-- DOCUMENT EXCERPT follows --

The chair has probably supported many butts. What a job, to support butts, support them indiscriminately. A chair must accommodate all weights and body types, fidgety children who do nothing but spill on the upholstery. A chair never complains. Well, actually that’s not true, a chair will groan and creak if too much weight is put on it. And it might protest in the ultimate form: It might break. Have you ever been present when someone has sat in a chair and it’s shattered? It’s hilarious. Its hilarity is directly proportionate to how uncomfortable it makes the user feel. For example, if a joker sits in a chair it’s still a little funny but it’s not that funny. But if the swarthy balding man sits in the chair, the one with the permanent frown, and it breaks it’s much funnier. The look on his face as he tries to salvage his dignity. The bewilderment.

When I was young we had some kitchen chairs. I spent a lot of time in them. They were wooden and all of us, or at least my brother and I, liked to lean back in them so they’d be on two legs. We were constantly reprimanded for this. Nowadays I wouldn’t dream of it. My parents still have the same chairs and when I go to their house and sit in them sometimes I think how I used to lean back. Not too long ago I even did it to see what kind of memories it would evoke. It felt downright irresponsible. I suppose this is what it’s like to become an adult: Something ceases to be fun when you know how destructive it is. Then again, we still do many things that are destructive.

The chair is still sitting there in the cafe where I am. Motionless. I would say it’s listening to the music but everyone knows chairs are deaf. And blind. The only thing they can do is feel, and pretty much the only thing they feel are butts. Despite their mind-boggling utility we still take them for granted. For example I’m sitting in a cafe writing an essay about a chair, and I’ve completely forgotten that I’m sitting in a chair. I haven’t even looked to see what kind it is. If I’m brutally honest, I don’t even care. I will not thank this chair for its service. I will not think about it after I’m gone.

But it won’t think about me, either.

-- DOCUMENT EXCERPT concluded --
-- DATA SHOWN follows --

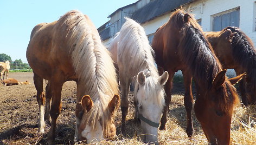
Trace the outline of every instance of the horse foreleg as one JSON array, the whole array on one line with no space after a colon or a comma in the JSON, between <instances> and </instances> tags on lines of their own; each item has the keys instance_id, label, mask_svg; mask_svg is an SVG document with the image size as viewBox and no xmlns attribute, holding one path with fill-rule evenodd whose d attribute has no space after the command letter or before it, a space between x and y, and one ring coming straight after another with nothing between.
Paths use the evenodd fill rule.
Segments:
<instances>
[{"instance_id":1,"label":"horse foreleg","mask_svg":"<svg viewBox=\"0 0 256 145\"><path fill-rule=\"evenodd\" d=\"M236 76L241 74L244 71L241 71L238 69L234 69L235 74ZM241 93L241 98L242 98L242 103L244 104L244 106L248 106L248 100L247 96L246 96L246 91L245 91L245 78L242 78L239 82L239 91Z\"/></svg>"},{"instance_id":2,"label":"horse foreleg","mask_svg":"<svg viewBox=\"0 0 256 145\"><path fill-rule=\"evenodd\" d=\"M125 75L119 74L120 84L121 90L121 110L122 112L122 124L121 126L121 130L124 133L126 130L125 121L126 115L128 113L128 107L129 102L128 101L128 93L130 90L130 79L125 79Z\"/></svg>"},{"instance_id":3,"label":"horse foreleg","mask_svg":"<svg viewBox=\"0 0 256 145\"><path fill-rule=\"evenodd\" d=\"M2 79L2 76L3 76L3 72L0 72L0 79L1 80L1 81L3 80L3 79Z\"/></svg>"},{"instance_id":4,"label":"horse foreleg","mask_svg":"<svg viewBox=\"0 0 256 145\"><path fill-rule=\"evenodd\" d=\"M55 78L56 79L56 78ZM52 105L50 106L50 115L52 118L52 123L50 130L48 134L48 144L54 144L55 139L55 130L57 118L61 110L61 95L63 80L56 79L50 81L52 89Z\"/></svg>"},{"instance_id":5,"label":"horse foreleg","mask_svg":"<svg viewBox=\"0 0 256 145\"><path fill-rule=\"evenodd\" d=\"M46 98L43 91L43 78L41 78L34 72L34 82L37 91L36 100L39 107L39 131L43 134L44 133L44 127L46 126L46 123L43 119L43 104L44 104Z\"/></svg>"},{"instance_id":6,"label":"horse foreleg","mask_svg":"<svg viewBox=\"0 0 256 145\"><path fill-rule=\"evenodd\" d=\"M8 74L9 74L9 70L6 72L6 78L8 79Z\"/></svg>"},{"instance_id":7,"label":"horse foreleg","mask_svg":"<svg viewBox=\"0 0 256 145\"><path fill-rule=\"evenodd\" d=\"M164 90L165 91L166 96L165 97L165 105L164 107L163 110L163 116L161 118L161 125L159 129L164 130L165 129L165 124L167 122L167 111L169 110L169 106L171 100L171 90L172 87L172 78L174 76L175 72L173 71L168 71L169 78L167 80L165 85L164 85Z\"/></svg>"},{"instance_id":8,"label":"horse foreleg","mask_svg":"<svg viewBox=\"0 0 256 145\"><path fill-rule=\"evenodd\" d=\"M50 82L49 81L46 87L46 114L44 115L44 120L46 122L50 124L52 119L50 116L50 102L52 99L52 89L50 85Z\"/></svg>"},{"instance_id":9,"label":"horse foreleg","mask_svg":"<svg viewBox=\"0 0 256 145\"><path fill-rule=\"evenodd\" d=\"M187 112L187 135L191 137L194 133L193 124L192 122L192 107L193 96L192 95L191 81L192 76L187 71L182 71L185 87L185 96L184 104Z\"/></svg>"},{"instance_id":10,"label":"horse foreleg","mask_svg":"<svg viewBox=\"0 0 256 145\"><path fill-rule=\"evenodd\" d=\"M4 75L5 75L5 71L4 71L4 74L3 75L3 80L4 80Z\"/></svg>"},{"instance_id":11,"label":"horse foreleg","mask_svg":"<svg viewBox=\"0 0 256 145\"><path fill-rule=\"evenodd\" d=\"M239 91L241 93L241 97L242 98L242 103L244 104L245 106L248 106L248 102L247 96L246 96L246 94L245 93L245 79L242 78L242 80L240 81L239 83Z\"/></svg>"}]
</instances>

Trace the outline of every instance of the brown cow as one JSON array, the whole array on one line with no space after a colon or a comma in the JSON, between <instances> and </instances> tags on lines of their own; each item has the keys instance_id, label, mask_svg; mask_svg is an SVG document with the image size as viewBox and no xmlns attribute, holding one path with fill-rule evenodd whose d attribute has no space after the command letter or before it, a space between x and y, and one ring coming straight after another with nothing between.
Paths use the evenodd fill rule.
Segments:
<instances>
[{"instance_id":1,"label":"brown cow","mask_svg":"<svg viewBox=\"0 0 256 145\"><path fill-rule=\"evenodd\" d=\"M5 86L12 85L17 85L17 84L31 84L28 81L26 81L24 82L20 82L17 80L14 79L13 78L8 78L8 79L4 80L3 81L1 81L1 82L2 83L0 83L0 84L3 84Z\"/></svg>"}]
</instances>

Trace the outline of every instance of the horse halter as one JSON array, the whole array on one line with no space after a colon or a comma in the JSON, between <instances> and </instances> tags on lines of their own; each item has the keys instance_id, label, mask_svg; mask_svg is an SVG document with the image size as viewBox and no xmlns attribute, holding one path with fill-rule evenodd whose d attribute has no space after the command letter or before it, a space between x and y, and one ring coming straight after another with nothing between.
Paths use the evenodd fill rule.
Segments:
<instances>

-- DATA SHOWN concluded --

WHAT THIS EXERCISE ASKS —
(1) In the chair essay, what did the writer and the writer's brother like to do in the wooden kitchen chairs when they were young?
(2) Continue the chair essay after its final sentence.

TASK-BY-TASK RESULTS —
(1) They leaned back in them so the chairs would be on two legs.

(2)
The cup of tea however, is a completely different…cup of tea. I have an actual relationship with this cup of tea. It’s going to go into my body, so I pay more attention to it. I can see it and smell it and taste it. It’s a black tea with orange essence. Its temperature is ideal. I drink it, it goes into my stomach, and our relationship ends. If I haven’t eaten and I have too much of it, it can make me nauseous. But the cup of tea is passive. It is acted upon. It only acts upon its user in proportion to how it’s acted upon. In other words, it’s inanimate. Much like the chair. Except I can’t eat the chair.

Or could I? I’ve heard of people eating things they’re not supposed to eat before. Wasn’t there a guy who used to eat model airplanes and things like that? A guy who was slowly devouring his entire living room, piece of couch fabric by piece of couch fabric?

But back to the chair. The chair is still there and will be there all day. Tonight the shop will close and the chair will still be there. Tomorrow the shop will open and the chair will still be there. Supporting butts gives it no pleasure. It does not miss the butts when they’re gone. It is not disappointed if no one sits in it all day, or if someone sits in the chair opposite it. It doesn’t notice me looking at it. It doesn’t look back.

I suppose I could taste the chair, too.

When I get up to leave the chair still does not acknowledge me. It almost frustrates me. It’s rude. But then I forgive the chair. We both have legs, but only mine can take me outside into the big, wide world.